** Task directions **
Find the line that contains "Would you mind pointing at the moss-covered". Repeat that line and all lines following it, exactly, through the end of the listing below.

○ ○ ○ ○ ○

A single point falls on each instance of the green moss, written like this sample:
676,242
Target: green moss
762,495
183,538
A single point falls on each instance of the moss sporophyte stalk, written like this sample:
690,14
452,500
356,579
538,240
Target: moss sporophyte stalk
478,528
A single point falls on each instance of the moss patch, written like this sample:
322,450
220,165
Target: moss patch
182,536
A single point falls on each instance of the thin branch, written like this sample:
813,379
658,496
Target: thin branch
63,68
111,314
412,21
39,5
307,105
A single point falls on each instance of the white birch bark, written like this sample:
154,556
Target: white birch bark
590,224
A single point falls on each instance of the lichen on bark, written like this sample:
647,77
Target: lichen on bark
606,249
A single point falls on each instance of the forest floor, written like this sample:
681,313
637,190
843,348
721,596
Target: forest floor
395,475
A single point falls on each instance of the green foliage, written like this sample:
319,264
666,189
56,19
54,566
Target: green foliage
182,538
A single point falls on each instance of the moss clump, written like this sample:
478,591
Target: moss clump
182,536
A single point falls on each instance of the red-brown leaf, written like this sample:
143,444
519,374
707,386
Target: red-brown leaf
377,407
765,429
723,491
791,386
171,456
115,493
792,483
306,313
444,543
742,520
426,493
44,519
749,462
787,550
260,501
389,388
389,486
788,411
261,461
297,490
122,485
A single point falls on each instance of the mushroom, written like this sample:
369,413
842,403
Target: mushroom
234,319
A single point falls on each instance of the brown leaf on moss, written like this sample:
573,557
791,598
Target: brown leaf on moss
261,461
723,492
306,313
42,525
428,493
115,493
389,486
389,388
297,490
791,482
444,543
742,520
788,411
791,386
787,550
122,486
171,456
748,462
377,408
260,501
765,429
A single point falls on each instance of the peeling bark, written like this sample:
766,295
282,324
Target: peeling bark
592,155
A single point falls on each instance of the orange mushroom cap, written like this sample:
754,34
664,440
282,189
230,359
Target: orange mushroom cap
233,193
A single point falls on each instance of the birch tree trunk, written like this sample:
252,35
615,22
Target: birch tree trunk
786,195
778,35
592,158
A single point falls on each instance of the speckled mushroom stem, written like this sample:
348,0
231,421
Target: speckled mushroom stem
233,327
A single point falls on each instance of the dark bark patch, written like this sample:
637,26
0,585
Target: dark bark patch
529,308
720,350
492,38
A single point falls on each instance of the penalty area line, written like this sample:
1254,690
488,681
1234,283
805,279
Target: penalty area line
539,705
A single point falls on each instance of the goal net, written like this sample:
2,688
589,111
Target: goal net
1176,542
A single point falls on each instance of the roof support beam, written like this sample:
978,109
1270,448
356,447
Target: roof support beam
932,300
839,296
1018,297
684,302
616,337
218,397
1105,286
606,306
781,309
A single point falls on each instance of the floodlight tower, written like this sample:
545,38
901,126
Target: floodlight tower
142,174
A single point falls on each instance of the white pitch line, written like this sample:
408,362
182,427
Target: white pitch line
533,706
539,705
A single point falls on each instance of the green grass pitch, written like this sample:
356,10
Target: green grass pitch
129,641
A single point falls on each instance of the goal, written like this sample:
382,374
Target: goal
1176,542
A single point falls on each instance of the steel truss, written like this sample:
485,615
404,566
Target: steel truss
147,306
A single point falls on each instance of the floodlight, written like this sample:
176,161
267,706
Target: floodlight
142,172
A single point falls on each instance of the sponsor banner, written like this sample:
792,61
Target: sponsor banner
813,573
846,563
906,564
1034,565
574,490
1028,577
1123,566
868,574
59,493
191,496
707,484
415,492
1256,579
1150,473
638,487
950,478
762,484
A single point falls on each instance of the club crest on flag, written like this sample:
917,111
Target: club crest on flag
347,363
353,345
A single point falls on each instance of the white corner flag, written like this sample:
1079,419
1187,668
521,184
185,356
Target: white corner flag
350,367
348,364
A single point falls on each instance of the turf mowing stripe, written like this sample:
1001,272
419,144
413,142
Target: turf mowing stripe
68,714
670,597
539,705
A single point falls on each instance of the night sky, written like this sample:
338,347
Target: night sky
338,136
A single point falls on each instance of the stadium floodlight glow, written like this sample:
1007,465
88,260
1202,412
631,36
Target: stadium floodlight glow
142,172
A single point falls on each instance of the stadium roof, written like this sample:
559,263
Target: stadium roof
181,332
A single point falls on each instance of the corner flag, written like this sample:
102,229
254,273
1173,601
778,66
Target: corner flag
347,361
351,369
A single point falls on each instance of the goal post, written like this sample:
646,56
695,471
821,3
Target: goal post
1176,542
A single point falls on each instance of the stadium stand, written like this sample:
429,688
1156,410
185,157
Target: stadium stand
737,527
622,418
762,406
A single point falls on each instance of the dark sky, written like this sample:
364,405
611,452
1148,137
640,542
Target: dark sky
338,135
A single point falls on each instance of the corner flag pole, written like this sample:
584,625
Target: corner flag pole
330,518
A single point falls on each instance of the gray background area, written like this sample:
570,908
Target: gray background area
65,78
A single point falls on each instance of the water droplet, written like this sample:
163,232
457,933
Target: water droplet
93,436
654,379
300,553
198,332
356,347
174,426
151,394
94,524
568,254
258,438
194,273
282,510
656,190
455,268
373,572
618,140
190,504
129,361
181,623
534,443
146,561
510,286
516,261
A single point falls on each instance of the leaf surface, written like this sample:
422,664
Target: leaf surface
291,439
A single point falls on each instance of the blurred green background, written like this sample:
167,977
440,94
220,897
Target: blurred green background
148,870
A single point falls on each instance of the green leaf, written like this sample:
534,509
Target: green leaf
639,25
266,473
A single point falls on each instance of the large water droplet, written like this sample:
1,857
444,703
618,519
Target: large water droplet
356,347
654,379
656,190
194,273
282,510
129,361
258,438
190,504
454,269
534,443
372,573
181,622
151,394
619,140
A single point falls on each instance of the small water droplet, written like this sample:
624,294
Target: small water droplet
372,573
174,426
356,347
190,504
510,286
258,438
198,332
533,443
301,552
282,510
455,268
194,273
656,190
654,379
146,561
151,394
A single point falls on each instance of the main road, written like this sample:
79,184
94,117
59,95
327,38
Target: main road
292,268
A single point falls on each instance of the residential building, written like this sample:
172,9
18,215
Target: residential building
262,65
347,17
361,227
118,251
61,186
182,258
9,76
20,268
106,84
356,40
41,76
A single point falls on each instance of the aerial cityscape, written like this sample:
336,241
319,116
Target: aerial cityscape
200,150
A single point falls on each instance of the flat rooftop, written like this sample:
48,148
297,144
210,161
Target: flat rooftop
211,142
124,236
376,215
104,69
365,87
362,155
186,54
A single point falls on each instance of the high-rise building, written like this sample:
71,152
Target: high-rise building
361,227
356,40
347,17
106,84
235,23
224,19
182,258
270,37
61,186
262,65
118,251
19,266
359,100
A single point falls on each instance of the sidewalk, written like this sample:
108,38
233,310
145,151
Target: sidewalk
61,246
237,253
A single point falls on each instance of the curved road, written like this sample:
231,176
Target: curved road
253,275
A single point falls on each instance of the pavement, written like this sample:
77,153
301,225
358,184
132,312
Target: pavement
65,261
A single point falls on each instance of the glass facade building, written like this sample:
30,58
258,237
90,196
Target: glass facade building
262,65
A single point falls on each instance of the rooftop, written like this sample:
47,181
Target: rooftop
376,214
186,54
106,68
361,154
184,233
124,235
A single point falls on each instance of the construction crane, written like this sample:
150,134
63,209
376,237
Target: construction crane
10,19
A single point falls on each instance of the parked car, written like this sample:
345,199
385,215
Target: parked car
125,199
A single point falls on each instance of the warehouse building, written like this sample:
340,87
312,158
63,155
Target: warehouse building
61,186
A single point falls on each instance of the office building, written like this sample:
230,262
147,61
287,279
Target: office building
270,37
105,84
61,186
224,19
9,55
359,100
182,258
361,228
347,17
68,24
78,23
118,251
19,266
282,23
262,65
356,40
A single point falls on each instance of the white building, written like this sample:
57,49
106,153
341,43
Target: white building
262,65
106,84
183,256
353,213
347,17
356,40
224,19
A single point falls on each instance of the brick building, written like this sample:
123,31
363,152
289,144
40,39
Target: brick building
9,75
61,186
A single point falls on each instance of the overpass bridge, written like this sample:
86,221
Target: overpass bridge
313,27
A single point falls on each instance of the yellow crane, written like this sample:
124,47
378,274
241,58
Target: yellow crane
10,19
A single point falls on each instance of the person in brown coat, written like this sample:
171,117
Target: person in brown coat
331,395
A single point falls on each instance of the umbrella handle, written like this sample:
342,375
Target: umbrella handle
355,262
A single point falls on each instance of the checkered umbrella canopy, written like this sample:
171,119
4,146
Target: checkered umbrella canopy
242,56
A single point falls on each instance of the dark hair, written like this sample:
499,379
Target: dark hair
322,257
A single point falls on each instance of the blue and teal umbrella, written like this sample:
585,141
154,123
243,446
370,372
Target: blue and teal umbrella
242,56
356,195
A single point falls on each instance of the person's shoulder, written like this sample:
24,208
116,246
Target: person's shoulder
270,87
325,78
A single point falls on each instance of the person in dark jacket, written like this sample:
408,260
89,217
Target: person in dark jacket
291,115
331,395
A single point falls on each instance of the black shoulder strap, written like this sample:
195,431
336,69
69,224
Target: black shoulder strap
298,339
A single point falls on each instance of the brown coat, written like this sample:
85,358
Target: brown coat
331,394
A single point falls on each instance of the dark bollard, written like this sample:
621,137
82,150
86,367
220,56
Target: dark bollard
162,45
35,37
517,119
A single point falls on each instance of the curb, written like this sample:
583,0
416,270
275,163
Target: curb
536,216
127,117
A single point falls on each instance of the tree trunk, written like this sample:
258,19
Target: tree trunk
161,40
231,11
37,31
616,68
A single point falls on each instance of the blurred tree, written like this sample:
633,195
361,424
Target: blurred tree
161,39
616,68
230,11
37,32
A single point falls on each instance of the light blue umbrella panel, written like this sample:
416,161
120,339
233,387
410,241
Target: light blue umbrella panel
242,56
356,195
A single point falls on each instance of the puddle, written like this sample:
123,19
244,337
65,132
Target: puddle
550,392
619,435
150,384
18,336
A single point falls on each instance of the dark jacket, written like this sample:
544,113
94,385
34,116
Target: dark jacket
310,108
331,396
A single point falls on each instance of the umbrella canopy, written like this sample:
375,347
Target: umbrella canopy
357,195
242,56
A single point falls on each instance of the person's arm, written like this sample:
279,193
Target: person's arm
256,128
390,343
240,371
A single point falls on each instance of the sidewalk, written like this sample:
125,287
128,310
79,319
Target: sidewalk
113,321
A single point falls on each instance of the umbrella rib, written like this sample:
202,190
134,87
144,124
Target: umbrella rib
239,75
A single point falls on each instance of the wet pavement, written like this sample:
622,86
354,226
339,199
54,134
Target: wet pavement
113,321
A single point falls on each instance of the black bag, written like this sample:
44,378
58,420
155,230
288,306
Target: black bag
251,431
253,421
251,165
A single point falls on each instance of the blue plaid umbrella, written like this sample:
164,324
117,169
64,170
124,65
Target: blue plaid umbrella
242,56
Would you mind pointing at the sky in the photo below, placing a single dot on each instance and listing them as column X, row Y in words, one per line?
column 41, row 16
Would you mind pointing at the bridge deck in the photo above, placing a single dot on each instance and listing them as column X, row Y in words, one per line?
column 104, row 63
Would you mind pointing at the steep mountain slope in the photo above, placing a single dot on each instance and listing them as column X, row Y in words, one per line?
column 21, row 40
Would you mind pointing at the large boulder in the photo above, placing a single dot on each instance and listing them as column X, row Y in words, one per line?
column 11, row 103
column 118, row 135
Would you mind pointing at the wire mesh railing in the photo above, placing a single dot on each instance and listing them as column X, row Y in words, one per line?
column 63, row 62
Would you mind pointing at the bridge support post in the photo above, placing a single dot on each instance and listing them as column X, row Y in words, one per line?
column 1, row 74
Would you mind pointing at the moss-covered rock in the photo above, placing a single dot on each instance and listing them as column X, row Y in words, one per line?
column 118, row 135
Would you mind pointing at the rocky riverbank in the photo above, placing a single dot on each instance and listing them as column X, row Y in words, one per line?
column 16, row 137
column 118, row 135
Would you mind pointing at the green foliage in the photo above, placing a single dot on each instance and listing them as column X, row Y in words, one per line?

○ ○ ○ ○ ○

** Output **
Would you mind pointing at the moss-covered rock in the photo above, placing a single dot on each instance and listing them as column X, row Y in words, one per line?
column 118, row 135
Would you mind pointing at the rocky riverbank in the photo above, placing a single dot on each instance and listing them as column X, row Y in words, one per line?
column 16, row 137
column 118, row 135
Would you mind pointing at the green foliage in the photo above, placing a single dot on each instance and listing them as column X, row Y in words, one per line?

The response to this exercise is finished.